Task brief: Within the records below is a range that opens at the line with "column 177, row 37" and closes at the line with "column 77, row 139". Return that range word for word, both ends included, and only that range.

(Working data)

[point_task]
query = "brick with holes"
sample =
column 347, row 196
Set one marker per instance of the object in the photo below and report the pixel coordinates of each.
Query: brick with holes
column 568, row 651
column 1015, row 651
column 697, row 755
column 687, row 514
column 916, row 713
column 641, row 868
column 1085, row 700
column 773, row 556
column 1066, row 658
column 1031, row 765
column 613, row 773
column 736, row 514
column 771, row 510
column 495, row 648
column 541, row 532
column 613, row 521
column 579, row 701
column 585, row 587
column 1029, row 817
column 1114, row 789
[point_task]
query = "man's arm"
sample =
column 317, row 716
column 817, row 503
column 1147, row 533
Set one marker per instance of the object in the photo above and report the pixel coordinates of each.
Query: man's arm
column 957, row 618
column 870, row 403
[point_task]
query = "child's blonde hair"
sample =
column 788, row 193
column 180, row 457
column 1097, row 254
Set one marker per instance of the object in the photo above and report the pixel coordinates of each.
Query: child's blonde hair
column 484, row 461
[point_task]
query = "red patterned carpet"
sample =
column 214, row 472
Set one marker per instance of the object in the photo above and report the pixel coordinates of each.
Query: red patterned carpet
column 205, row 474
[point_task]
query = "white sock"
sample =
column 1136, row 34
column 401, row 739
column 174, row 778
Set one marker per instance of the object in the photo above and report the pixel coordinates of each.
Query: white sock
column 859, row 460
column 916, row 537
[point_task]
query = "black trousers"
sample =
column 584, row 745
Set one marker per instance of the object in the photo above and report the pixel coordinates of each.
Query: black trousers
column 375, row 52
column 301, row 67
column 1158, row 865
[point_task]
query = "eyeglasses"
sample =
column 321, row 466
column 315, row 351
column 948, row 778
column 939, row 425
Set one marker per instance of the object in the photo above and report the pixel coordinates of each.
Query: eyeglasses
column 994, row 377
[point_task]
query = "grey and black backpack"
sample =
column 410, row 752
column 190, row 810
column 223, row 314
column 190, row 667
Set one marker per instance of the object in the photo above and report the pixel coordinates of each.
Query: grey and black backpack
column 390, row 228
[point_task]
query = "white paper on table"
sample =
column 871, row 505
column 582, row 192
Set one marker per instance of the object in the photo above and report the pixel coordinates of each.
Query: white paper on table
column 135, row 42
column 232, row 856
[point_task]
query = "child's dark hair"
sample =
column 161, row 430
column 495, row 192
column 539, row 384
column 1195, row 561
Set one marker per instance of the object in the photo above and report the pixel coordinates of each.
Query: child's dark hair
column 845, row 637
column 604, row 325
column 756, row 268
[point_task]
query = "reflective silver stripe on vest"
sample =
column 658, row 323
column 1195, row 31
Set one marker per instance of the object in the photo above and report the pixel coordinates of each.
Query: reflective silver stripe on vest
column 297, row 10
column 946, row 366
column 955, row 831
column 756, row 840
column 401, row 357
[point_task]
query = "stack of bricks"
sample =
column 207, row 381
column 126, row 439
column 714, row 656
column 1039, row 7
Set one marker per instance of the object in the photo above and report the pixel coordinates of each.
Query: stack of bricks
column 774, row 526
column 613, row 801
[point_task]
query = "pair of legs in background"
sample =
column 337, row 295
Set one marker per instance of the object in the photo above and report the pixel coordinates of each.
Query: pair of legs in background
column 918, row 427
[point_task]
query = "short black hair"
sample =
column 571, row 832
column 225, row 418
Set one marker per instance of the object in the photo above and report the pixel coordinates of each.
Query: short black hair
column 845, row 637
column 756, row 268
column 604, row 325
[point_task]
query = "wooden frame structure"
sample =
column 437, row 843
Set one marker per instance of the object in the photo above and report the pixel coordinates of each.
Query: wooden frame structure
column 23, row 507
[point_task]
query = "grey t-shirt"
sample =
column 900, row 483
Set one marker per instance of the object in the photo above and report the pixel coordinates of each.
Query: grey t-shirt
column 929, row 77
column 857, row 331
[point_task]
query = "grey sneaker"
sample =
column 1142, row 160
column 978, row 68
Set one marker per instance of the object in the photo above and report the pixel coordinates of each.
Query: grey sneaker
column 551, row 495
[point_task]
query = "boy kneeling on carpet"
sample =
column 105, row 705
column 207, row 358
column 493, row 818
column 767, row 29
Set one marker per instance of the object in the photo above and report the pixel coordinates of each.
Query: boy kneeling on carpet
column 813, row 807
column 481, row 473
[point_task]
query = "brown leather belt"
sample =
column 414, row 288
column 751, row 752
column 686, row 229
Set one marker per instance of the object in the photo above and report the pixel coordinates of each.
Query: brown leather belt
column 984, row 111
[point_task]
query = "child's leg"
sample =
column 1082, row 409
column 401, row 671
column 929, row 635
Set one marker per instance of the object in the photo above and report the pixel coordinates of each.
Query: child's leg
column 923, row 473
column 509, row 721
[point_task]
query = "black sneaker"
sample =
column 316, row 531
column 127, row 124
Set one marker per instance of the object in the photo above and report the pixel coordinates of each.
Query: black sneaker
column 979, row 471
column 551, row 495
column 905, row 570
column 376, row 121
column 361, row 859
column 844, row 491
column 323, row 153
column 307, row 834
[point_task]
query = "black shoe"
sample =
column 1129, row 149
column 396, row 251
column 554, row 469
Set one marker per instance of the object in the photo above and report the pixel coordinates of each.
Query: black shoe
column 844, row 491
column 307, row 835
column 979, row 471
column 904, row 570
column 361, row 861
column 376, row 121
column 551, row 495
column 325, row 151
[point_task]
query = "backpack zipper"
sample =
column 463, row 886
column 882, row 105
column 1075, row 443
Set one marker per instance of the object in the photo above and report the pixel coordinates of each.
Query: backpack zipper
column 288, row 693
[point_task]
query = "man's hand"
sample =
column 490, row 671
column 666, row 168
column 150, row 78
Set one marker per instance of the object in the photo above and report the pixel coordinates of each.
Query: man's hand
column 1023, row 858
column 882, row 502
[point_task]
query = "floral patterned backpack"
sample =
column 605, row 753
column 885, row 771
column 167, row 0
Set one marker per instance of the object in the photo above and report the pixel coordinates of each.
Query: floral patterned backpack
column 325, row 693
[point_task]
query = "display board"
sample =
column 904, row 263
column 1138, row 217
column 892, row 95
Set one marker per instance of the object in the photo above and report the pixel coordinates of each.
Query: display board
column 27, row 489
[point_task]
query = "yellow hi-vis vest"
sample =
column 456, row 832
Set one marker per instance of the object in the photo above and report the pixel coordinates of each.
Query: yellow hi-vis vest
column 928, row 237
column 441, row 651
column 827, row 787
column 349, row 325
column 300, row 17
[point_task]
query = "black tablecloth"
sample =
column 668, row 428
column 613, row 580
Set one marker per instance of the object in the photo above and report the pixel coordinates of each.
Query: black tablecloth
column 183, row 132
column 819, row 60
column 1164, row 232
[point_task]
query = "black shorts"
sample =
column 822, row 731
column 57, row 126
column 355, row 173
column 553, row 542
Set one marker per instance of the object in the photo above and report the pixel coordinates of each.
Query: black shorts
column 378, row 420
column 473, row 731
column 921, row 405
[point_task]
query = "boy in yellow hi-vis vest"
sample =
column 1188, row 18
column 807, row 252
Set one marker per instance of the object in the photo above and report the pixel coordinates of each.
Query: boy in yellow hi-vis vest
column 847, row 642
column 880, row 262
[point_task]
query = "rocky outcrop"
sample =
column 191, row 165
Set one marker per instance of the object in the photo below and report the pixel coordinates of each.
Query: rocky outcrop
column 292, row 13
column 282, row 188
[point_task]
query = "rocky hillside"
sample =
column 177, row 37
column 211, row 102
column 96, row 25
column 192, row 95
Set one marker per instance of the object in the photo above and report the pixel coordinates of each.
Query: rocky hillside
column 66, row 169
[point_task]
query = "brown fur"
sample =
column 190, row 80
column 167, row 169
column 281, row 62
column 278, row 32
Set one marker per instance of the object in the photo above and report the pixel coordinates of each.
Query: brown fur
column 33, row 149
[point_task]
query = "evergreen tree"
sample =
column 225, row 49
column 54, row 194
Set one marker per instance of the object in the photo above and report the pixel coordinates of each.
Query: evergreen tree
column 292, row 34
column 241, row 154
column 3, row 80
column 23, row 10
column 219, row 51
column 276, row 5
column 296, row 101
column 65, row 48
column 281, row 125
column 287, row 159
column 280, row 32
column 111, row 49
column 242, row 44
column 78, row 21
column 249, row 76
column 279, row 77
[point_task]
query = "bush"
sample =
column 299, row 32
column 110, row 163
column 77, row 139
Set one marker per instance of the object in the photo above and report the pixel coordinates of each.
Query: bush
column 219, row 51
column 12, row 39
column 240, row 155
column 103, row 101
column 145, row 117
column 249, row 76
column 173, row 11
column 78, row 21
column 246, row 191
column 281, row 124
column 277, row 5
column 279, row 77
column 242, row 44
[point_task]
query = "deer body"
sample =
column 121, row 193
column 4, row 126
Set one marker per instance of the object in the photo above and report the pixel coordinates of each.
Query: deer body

(End Working data)

Answer below:
column 177, row 37
column 211, row 102
column 96, row 25
column 192, row 95
Set one marker per instance of the object in the photo above and report the pixel coordinates of each.
Query: rocky hillside
column 66, row 169
[point_task]
query = "brown fur"
sample =
column 190, row 80
column 167, row 169
column 281, row 62
column 278, row 32
Set one marker per instance of the object in the photo above and report the pixel coordinates of each.
Query: brown fur
column 33, row 149
[point_task]
query = "evergreen tree"
sample =
column 225, row 49
column 54, row 194
Set one marker per instance of the object in the photo above and report the pixel coordinates of each.
Query: evergreen tree
column 292, row 34
column 241, row 154
column 3, row 80
column 23, row 10
column 219, row 51
column 276, row 5
column 296, row 101
column 65, row 48
column 281, row 125
column 287, row 159
column 280, row 32
column 111, row 49
column 242, row 44
column 78, row 21
column 249, row 76
column 279, row 77
[point_task]
query = "bush"
sample =
column 299, row 32
column 110, row 163
column 77, row 139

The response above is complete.